_DOCUMENT SECTION_
- Opening Delimiter -
Dog's eye narration tackles tough subjects with sensitivity and humour.
Just as Coop the Great sets to launch, this article appeared in a issue of Prairie Books Now, a publication dedicated to promoting books by Prairie publishers and writers. I am including it here for readers who would like to know more about the characters and story line of Coop the Great, and the issues and themes that run through the novel.
With Coop the Great heading to print, it’s time to take stock of a few things that steered me to a successful conclusion. Not everything I’ve written has ended this well. I can show you filing cabinets filled with bits and pieces that never made it to print.
In the case of Coop the Great, I owe much to a writer’s group I belong to called The Anita Factor. All of us in this small group are passionate about writing for children and young adults, so we are pretty focused when we meet. Meetings are held every two weeks. Whoever can make it shows up, so the arrangement is flexible and works well for those who travel or have other commitments. Typically, anywhere from 3 to 6 people read their work at the meeting. It could be a chapter from a work-in-progress novel, the manuscript for a picture book, a short story, even occasionally a query letter to be sent to a publisher. After each reading, we take turns discussing the work.
After I’d written the first ten chapters of Coop the Great, I read the prologue and first chapter to the group. I thought it was a pretty solid stuff, but even though the others seemed to like the concept, they offered suggestions and asked probing questions that got me thinking.
One of my colleagues pointed out that dogs rely on their sense of smell more than sight, and suggested I tweak a section with that in mind. Someone else wondered if the vocabulary was a bit beyond my target group of 9-12-year olds. Another pointed out that since Coop was a very small dog, he’d be viewing life from a very different perspective than a larger dog. Another asked whether Coop was a young dog, then pointed out that if he was, a few details in the story would have to change.
I realized from these comments and questions that there were gaps in my story. If I wanted readers to buy into the concept of a dog as a narrator, then I needed to enhance the doggy details. I hadn’t really given a lot of thought to Coop’s age until then either. I’d written these chapters assuming he was a mid-life dog, but realized now that if I made him an old dog, the story would have more impact.
- Closing Delimiter -
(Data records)
- Opening Delimiter -
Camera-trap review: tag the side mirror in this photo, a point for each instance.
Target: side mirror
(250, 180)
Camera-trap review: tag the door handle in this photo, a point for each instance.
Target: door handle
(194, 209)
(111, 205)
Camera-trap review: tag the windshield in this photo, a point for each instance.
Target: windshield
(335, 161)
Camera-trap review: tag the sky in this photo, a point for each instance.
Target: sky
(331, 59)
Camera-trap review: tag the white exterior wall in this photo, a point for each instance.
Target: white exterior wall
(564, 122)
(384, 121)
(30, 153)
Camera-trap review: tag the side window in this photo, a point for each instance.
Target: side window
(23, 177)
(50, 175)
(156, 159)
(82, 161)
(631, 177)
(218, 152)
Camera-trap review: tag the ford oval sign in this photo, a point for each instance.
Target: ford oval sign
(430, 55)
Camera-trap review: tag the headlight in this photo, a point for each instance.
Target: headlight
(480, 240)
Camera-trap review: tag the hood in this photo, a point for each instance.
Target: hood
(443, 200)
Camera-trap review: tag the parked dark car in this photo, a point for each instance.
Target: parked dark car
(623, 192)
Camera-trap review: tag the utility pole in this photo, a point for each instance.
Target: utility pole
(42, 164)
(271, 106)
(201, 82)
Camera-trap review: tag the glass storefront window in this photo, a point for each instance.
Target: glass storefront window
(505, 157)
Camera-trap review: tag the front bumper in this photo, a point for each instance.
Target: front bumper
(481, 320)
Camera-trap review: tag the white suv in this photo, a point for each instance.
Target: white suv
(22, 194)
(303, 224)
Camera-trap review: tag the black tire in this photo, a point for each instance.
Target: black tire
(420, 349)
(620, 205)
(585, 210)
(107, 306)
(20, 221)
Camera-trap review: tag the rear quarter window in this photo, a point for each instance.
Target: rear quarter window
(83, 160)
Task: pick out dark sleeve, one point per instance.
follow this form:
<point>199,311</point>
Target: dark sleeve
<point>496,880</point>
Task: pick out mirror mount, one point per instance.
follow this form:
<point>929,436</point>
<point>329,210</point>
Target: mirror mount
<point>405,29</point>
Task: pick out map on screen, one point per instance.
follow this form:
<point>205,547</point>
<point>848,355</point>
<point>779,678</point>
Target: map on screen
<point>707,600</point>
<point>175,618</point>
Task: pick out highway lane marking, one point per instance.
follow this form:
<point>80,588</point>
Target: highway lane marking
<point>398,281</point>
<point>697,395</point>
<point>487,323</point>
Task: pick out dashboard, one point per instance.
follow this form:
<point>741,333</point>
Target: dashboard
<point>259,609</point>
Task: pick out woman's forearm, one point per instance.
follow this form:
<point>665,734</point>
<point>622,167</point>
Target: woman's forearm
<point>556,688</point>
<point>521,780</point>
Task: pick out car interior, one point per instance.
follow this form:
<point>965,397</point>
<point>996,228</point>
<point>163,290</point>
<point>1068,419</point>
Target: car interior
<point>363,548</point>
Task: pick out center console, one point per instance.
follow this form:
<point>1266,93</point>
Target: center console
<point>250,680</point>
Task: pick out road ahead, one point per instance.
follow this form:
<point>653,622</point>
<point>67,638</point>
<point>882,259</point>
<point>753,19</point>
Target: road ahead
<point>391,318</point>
- Closing Delimiter -
- Opening Delimiter -
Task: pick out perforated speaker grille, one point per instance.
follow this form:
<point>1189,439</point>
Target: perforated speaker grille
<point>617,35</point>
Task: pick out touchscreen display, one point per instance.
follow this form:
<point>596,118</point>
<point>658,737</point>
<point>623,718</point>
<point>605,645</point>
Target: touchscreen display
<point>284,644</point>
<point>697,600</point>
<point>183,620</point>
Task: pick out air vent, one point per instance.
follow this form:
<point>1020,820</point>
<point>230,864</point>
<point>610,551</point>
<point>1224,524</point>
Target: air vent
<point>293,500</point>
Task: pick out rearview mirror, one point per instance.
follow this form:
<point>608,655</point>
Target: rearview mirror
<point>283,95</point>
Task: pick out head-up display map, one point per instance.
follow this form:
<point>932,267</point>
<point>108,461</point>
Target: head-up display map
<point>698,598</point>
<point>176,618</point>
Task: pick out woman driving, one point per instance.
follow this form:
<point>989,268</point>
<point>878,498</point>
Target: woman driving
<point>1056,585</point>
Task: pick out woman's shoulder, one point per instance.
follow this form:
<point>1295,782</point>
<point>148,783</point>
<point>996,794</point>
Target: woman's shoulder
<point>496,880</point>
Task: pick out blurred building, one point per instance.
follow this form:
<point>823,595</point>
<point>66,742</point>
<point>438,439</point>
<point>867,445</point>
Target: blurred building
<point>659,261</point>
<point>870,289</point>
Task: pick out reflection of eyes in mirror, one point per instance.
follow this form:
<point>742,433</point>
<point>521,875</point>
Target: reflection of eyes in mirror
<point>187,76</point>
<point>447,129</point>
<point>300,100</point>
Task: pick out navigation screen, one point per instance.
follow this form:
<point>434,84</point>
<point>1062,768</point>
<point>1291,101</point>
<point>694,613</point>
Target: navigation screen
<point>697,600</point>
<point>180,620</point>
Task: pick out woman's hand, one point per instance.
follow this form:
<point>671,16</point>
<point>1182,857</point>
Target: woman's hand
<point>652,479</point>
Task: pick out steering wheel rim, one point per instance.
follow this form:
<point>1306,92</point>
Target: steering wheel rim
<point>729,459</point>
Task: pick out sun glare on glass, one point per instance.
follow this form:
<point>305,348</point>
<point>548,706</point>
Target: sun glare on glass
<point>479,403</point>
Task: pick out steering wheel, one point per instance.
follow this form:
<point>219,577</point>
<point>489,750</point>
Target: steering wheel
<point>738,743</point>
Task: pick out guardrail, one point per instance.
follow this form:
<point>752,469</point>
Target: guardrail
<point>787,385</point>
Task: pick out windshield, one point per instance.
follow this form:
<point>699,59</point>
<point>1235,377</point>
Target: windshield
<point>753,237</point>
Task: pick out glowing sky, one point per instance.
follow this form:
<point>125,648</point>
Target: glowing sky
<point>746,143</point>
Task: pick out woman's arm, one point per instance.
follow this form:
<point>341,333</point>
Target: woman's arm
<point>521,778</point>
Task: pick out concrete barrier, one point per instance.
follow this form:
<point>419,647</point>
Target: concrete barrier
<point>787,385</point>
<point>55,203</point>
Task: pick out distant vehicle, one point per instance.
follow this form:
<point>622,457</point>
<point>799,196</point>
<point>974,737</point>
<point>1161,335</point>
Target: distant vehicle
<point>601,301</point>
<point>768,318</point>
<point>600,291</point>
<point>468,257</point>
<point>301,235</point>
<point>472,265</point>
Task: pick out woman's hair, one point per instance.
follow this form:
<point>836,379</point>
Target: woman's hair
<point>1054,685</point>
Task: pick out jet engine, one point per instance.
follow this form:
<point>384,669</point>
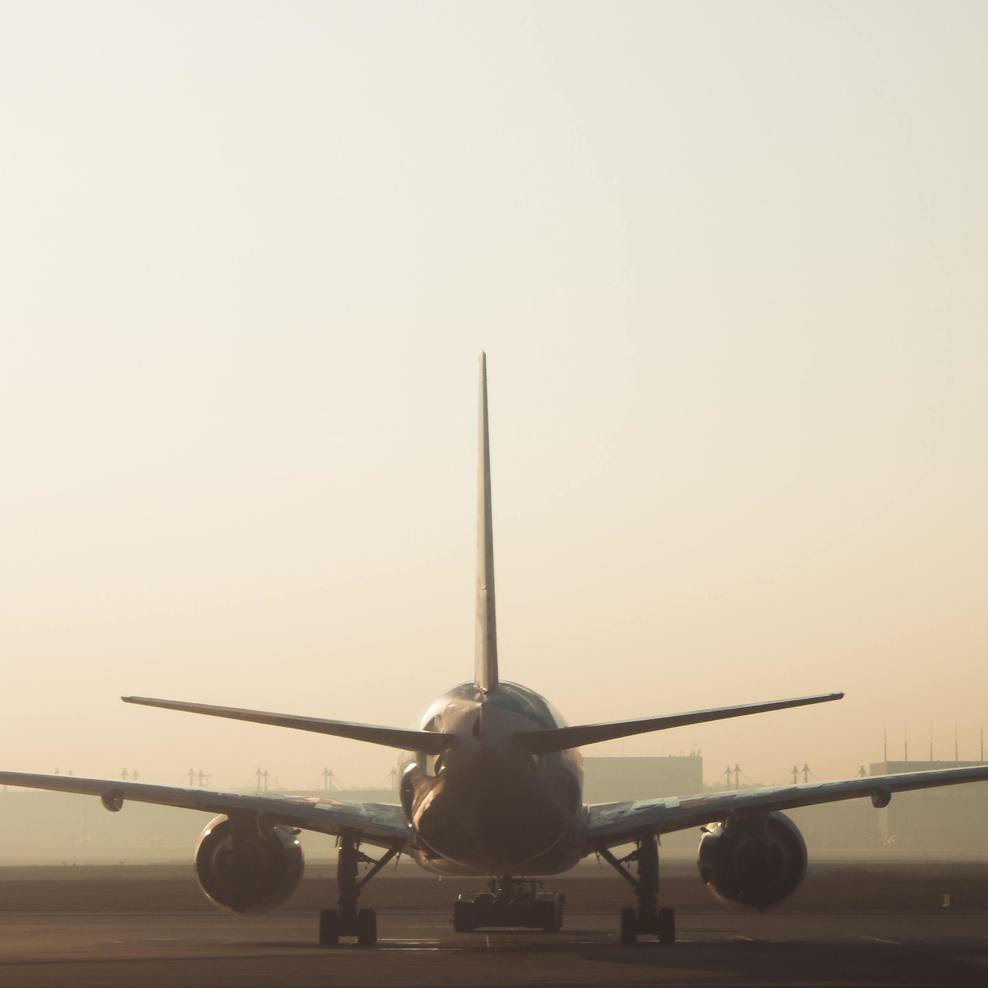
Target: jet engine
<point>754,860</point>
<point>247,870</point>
- Closing Delimiter -
- Opening Delimiter -
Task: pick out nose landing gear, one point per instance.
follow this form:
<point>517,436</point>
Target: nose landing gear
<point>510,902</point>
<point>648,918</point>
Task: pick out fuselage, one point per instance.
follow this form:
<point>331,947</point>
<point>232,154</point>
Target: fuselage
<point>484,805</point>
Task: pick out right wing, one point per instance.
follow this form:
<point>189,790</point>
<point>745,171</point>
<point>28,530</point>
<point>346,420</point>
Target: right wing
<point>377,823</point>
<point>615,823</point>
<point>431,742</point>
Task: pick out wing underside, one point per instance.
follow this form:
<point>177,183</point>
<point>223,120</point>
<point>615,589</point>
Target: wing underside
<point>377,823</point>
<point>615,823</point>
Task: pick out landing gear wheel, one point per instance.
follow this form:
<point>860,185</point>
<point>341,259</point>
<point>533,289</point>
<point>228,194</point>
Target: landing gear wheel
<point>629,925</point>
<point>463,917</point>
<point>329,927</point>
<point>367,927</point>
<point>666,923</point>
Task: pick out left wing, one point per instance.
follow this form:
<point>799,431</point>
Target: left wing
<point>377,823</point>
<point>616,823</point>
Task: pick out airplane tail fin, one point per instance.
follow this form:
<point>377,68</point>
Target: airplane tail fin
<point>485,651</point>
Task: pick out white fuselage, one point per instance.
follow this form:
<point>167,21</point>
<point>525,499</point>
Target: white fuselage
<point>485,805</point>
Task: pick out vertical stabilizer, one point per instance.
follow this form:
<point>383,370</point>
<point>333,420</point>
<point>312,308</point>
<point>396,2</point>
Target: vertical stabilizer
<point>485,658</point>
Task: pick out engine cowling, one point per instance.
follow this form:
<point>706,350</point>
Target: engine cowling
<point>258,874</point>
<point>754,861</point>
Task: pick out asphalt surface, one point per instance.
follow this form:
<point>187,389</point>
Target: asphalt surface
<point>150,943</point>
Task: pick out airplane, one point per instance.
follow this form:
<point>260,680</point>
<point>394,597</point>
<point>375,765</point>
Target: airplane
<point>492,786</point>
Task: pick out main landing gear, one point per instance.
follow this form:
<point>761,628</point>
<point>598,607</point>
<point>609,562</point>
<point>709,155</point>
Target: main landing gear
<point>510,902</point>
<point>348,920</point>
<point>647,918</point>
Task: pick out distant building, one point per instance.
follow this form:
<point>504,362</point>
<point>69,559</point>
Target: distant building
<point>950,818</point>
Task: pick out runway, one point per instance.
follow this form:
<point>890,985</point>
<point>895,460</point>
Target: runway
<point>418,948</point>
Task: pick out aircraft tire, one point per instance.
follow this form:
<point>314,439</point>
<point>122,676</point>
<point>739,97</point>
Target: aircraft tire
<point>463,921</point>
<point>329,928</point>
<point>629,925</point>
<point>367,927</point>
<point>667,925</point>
- Closing Delimiter -
_EXERCISE INSTRUCTIONS_
A – Answer these questions from the article about writing Coop the Great:
(i) How often does The Anita Factor meet?
(ii) What age group is the novel aimed at?
(iii) What age had the author assumed Coop was when writing the first chapters?
B – Continue the article about writing Coop the Great from the point where it stops.

_NUMBERED ANSWERS_
A –
(i) Every two weeks.
(ii) Readers aged 9 to 12.
(iii) A mid-life dog.

B –
The feedback was helpful. Although I thought I’d nailed Coop’s voice, I realized that I hadn’t developed his character as well as I should. I didn’t know him or his history. Before going on, I needed to give more thought to who Coop was, how he viewed life and how his past influenced his present situation.
As the creator of the work, I determine what suggestions to incorporate, but having alternate viewpoints from other writers can pay off big time. In the case of Coop the Great, they certainly did.
Stepping into D’Arcy’s Animal Rescue Centre (ARC) is like stepping into the opening scene in Coop the Great where Coop, a senior dachshund, awaits adoption at the fictional Derby Animal Shelter. Coop has been adopted numerous times before and, as he cynically puts it, ‘rejected’ just as often. Derby Animal Shelter is his latest stop in a long chain of rejections.
Here’s Coop’s colorful description of Derby:
Derby Animal Shelter was a no-kill facility. More than a dozen dogs lived there. Some had strayed from their homes and were found wandering the streets. Others, like me, had been rejected by their owners. Across the hall, behind a cinder block wall, lived a gazillion cats. I’m exaggerating of course, but judging by the volume of non-stop wailing coming from their quarters, it was an impossibly high number. Probably it was closer to thirty or forty. Too many.
While writing Coop, I spent some time at the Foothills Animal Rescue in Scottsdale, Arizona, and my fictional Derby is loosely modeled after it. But Derby is also similar in many ways to the very real D’Arcy’s Animal Rescue Centre in my home city of Winnipeg, Manitoba.
Like Derby and Foothills, D’Arcy’s ARC is a ‘no-kill facility’ dedicated to rescuing abused, abandoned, homeless and neglected animals. D’Arcy’s focuses on giving dogs and cats veterinary care and a comfortable place to live until they are adopted for life no matter how long it takes. Unlike some other rescue operations, there is no time limit involved, no X number of months before unadopted animals are put down.
D’Arcy’s is unique in another way, too. It’s a not-for-profit organization which means that it relies entirely on donations and volunteers – not grants and hired help - to cover its expenses and maintain services.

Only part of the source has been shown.